* [WHAT YOU SHOULD DO]:
Transcribe everything in the SPDK reactors chapter from "Use this vocabulary" down to "on a timer.", word for word.

* [DOCUMENT EXCERPT]:
SPDK From First Principles

SPDK deep learning path

Chapter 10: Reactors, `spdk_thread`, Messages, Pollers

By the end of this chapter, a beginner should be able to explain the difference between an OS thread, an SPDK reactor, and an `spdk_thread`; trace a message sent by...

Source: drafts/runtime/10-reactors-threads-messages-pollers.md

Reader Promise

By the end of this chapter, a beginner should be able to explain the difference between an OS thread, an SPDK reactor, and an spdk_thread; trace a message sent by spdk_thread_send_msg(); understand how pollers run; and diagnose wrong-thread assertions, blocked reactors, leaked pollers, and thread-exit hangs.

This is one of the most important chapters in the book. Many SPDK bugs are not algorithm bugs. They are ownership bugs: code runs on the wrong spdk_thread, blocks a reactor, keeps an io_channel too long, or forgets to unregister a poller.

Mental Model

Use this vocabulary precisely:

  • OS thread: the kernel-scheduled execution context, usually pinned to a CPU core by DPDK/SPDK.
  • Reactor: SPDK's per-core event loop object. A reactor owns a list of lightweight SPDK threads and event queues.
  • spdk_thread: a lightweight cooperative context. It has message queues, pollers, io_channels, stats, and a cpumask.
  • Message: a function pointer plus context enqueued to an spdk_thread.
  • Poller: a callback that runs repeatedly on an spdk_thread, either every loop or on a timer.

Prose diagram:

CPU core 3
  OS thread "reactor_3"
    reactor object for lcore 3
      spdk_thread "app_thread"
        message ring
        active pollers
        timed pollers
        io_channels
      spdk_thread "nvmf_tgt_poll_group_3"
        message ring
        active pollers
        io_channels

The reactor runs the OS thread. The reactor polls each spdk_thread. Each spdk_thread drains messages and runs pollers.

flowchart TB os[OS thread pinned to core] --> reactor[SPDK reactor loop] reactor --> t1[spdk_thread: app_thread] reactor --> t2[spdk_thread: nvmf poll group] t1 --> msg1[message queue] t1 --> poll1[active and timed pollers] t1 --> ch1[io_channels] t2 --> msg2[message queue] t2 --> poll2[transport pollers] t2 --> ch2[transport and bdev channels] sender[another spdk_thread] -->|spdk_thread_send_msg| msg1

Source Anchors

  • include/spdk_internal/event.h: struct spdk_reactor, spdk_reactors_init(), spdk_reactors_start(), spdk_reactors_stop()

* [INFORMATION]:
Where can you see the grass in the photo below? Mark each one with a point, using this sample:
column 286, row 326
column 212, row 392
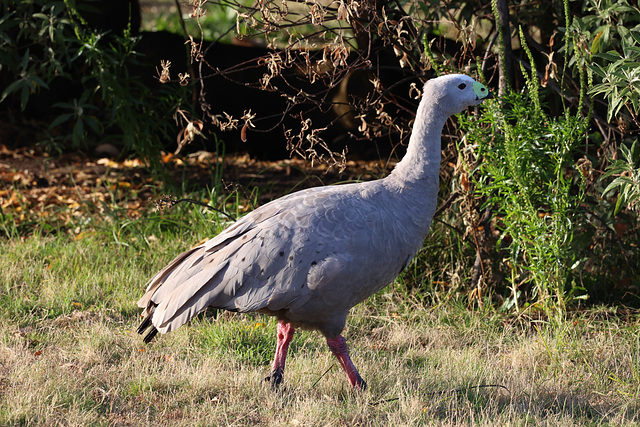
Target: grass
column 69, row 353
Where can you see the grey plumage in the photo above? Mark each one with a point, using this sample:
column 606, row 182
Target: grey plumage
column 309, row 257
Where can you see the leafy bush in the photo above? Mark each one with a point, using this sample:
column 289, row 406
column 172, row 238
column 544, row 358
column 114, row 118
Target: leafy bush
column 47, row 44
column 627, row 181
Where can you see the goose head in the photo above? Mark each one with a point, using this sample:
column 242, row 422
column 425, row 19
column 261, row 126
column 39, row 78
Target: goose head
column 453, row 93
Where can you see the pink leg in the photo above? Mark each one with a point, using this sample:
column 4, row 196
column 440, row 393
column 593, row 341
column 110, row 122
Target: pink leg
column 285, row 334
column 339, row 349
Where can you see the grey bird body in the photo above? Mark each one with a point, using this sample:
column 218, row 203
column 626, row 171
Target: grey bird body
column 309, row 257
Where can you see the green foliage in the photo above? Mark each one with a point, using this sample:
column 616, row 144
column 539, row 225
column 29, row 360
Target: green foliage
column 620, row 77
column 627, row 181
column 529, row 179
column 45, row 43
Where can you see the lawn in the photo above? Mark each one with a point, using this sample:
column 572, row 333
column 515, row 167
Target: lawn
column 69, row 353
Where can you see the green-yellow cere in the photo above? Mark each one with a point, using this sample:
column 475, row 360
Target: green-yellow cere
column 480, row 90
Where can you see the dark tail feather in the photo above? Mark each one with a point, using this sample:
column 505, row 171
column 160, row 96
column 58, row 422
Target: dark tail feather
column 152, row 333
column 146, row 324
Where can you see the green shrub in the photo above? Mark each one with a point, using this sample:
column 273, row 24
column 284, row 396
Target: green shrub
column 46, row 41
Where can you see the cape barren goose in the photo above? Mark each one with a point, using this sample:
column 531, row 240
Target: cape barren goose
column 310, row 256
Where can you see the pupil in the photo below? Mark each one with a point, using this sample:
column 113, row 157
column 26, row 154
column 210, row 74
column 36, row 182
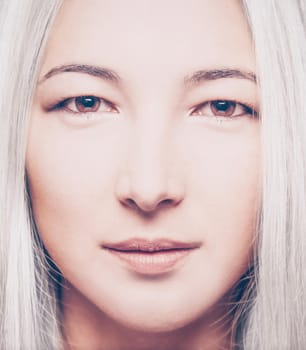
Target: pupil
column 86, row 101
column 222, row 105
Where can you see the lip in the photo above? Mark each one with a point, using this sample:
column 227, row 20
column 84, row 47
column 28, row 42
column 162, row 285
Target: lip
column 149, row 257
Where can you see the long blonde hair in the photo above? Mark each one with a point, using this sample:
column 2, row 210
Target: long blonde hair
column 272, row 306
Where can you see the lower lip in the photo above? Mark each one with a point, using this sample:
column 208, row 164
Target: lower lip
column 152, row 263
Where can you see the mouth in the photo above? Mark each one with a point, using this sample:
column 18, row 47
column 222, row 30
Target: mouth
column 151, row 257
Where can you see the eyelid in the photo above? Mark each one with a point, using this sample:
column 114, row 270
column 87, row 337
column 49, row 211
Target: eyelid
column 62, row 103
column 247, row 107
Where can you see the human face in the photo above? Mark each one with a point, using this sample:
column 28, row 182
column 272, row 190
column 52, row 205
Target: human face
column 146, row 156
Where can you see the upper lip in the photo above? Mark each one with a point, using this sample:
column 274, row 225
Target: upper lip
column 145, row 245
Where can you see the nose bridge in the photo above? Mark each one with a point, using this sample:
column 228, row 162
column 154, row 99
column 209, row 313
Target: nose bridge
column 148, row 177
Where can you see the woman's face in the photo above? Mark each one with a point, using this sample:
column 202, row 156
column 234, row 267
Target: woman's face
column 144, row 156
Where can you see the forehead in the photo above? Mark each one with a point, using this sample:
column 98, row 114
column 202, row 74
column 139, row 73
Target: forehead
column 153, row 36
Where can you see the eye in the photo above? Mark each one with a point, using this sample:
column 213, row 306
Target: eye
column 85, row 104
column 223, row 108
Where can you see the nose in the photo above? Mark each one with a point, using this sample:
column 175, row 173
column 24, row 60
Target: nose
column 150, row 179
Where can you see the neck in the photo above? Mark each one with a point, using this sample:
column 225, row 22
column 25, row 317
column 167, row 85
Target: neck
column 87, row 327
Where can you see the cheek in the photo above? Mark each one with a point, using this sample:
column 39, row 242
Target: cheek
column 226, row 183
column 71, row 174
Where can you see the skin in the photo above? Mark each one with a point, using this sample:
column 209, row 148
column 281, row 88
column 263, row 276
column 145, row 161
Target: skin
column 152, row 165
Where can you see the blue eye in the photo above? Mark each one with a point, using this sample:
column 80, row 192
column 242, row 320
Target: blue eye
column 223, row 108
column 85, row 104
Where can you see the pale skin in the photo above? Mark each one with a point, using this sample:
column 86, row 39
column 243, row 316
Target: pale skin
column 153, row 161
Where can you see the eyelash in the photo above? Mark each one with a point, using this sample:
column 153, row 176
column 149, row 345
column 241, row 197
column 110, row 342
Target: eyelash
column 246, row 109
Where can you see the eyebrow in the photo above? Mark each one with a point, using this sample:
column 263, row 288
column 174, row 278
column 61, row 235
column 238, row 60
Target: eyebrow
column 196, row 78
column 214, row 74
column 100, row 72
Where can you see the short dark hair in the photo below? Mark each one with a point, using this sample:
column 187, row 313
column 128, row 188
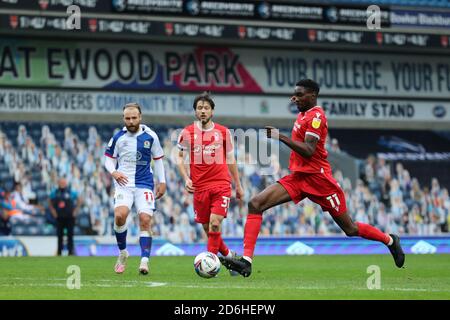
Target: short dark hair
column 132, row 105
column 309, row 84
column 205, row 96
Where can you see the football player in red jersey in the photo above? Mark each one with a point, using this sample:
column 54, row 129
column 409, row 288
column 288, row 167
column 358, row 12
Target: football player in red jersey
column 208, row 146
column 310, row 177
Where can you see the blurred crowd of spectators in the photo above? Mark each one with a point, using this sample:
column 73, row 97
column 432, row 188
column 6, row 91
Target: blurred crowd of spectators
column 385, row 195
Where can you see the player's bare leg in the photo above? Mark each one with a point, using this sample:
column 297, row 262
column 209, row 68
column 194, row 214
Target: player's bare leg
column 145, row 241
column 272, row 196
column 367, row 231
column 120, row 229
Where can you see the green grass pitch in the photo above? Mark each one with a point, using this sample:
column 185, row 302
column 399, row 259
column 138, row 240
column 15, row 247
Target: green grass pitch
column 274, row 277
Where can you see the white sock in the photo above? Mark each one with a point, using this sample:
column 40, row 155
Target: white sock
column 391, row 241
column 248, row 259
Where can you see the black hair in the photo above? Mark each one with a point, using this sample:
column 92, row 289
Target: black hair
column 205, row 96
column 309, row 84
column 132, row 105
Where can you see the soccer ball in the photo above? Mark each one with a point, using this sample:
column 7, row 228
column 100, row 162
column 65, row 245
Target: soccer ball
column 207, row 264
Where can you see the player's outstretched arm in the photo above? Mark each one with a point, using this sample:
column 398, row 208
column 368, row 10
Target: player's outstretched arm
column 305, row 149
column 161, row 176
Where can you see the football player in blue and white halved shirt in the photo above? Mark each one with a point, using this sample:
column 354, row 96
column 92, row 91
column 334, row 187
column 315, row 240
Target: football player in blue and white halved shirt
column 128, row 158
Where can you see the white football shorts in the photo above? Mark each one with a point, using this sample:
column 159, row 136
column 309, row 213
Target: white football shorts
column 143, row 199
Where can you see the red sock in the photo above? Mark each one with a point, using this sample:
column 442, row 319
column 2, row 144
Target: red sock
column 369, row 232
column 223, row 249
column 214, row 242
column 251, row 231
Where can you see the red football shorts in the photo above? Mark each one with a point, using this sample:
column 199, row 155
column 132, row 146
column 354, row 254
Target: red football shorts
column 213, row 200
column 320, row 188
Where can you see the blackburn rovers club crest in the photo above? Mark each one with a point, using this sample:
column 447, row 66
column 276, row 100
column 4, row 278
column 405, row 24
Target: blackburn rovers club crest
column 316, row 121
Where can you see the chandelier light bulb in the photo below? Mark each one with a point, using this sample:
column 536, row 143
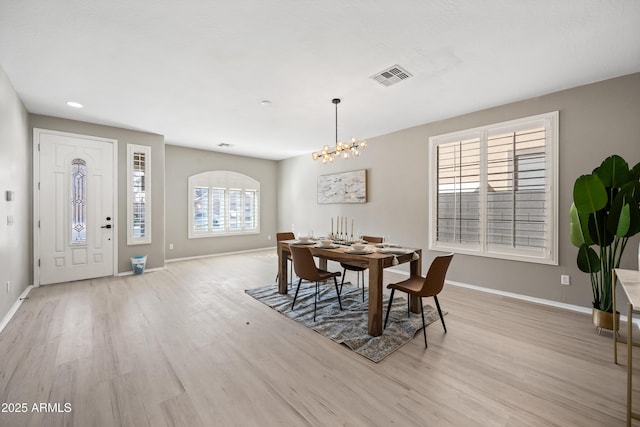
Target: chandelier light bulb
column 341, row 149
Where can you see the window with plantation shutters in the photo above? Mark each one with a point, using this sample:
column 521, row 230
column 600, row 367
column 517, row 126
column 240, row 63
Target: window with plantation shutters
column 493, row 190
column 223, row 203
column 138, row 194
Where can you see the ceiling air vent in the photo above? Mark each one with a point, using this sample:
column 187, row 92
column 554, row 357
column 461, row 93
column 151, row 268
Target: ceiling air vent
column 391, row 75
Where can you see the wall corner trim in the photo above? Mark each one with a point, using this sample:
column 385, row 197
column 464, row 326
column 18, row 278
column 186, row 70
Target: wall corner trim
column 14, row 308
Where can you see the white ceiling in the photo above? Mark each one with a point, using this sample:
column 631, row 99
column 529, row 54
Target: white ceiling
column 196, row 71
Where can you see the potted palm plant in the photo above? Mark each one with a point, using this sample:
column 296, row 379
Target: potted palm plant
column 605, row 213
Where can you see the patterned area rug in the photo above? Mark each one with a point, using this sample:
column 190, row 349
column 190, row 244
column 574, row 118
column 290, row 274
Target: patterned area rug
column 349, row 326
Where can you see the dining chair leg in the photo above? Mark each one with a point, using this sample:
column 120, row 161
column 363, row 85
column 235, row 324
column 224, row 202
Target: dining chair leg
column 315, row 302
column 440, row 313
column 296, row 295
column 338, row 293
column 388, row 308
column 424, row 327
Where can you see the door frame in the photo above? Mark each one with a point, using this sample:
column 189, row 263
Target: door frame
column 36, row 195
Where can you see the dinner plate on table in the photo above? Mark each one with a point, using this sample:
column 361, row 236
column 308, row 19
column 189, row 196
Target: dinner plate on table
column 331, row 246
column 395, row 251
column 359, row 252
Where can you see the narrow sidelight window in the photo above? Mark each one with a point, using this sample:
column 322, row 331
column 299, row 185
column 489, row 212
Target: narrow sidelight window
column 138, row 194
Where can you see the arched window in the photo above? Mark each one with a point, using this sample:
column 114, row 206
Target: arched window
column 223, row 203
column 78, row 202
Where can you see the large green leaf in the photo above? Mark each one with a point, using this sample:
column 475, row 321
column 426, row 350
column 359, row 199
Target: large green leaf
column 575, row 228
column 635, row 173
column 614, row 171
column 624, row 222
column 589, row 194
column 588, row 260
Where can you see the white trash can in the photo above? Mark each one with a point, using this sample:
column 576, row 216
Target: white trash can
column 138, row 263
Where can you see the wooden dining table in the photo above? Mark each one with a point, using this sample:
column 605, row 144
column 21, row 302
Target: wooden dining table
column 376, row 262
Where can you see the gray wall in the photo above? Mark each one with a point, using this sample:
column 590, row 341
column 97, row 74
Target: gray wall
column 596, row 121
column 183, row 162
column 155, row 250
column 15, row 175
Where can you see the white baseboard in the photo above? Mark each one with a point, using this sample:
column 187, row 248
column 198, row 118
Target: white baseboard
column 14, row 308
column 216, row 255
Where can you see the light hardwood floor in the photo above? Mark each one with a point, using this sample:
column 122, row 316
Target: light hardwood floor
column 187, row 347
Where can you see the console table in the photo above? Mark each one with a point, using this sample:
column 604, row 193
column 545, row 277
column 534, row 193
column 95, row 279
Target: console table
column 630, row 284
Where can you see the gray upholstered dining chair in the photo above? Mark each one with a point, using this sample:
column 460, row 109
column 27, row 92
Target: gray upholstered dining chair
column 305, row 268
column 420, row 287
column 286, row 235
column 359, row 270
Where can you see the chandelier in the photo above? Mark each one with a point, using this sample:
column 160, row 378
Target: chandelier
column 342, row 149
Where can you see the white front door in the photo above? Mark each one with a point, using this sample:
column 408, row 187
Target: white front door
column 74, row 207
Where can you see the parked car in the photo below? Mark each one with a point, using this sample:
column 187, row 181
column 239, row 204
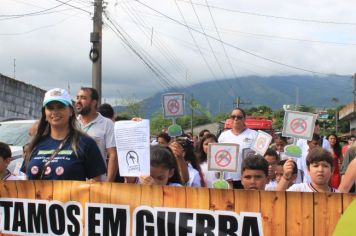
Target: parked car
column 15, row 134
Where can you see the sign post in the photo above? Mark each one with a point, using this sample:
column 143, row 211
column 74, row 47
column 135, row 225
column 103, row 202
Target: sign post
column 173, row 107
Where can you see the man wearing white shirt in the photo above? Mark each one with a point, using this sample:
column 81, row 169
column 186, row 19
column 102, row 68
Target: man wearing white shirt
column 98, row 127
column 241, row 135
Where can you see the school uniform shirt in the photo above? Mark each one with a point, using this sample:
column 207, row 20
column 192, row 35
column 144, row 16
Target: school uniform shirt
column 209, row 176
column 305, row 187
column 10, row 176
column 66, row 165
column 194, row 177
column 245, row 140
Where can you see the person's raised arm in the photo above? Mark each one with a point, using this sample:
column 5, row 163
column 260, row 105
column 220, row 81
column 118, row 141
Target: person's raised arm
column 112, row 164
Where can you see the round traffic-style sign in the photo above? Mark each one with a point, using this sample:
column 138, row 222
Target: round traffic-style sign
column 173, row 106
column 222, row 158
column 298, row 125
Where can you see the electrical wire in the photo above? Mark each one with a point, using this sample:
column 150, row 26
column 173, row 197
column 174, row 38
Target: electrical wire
column 161, row 47
column 120, row 32
column 275, row 17
column 238, row 48
column 200, row 52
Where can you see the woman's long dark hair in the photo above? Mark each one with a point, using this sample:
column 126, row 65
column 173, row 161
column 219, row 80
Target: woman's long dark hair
column 44, row 129
column 163, row 156
column 201, row 155
column 191, row 157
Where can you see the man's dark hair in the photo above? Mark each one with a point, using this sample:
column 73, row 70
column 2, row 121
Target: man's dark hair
column 93, row 92
column 255, row 162
column 201, row 133
column 165, row 136
column 295, row 168
column 5, row 151
column 319, row 154
column 106, row 110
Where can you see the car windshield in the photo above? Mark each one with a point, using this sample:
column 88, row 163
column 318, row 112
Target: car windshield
column 15, row 134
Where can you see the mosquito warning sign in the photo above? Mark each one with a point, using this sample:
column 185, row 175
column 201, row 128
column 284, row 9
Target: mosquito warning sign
column 261, row 142
column 299, row 124
column 223, row 156
column 173, row 105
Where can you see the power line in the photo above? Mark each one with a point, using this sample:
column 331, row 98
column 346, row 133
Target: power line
column 120, row 32
column 160, row 17
column 207, row 39
column 199, row 50
column 238, row 48
column 36, row 29
column 222, row 45
column 275, row 17
column 78, row 8
column 162, row 48
column 36, row 12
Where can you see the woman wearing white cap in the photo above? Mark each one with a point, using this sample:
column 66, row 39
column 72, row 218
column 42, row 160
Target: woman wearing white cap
column 59, row 151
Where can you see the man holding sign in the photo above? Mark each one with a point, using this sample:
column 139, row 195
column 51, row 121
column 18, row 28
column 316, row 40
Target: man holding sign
column 242, row 136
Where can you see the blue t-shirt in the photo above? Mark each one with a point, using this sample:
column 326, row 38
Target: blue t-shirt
column 66, row 165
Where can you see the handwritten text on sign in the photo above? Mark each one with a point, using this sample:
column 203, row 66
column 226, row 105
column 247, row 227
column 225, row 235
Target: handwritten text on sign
column 41, row 217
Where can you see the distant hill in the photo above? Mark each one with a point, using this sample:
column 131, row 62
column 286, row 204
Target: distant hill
column 273, row 91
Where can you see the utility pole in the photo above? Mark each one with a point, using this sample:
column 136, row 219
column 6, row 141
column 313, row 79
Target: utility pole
column 14, row 68
column 96, row 50
column 354, row 89
column 192, row 113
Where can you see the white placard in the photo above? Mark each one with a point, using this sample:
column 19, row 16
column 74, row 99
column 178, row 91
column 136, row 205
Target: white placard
column 173, row 104
column 223, row 156
column 262, row 142
column 299, row 124
column 133, row 147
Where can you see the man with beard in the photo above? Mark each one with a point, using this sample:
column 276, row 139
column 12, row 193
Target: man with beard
column 101, row 129
column 242, row 136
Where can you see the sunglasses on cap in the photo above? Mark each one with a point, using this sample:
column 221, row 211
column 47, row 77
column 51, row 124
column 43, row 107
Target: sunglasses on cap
column 234, row 117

* [EXPECTED ANSWER]:
Use this vocabulary precisely:

  • OS thread: the kernel-scheduled execution context, usually pinned to a CPU core by DPDK/SPDK.
  • Reactor: SPDK's per-core event loop object. A reactor owns a list of lightweight SPDK threads and event queues.
  • spdk_thread: a lightweight cooperative context. It has message queues, pollers, io_channels, stats, and a cpumask.
  • Message: a function pointer plus context enqueued to an spdk_thread.
  • Poller: a callback that runs repeatedly on an spdk_thread, either every loop or on a timer.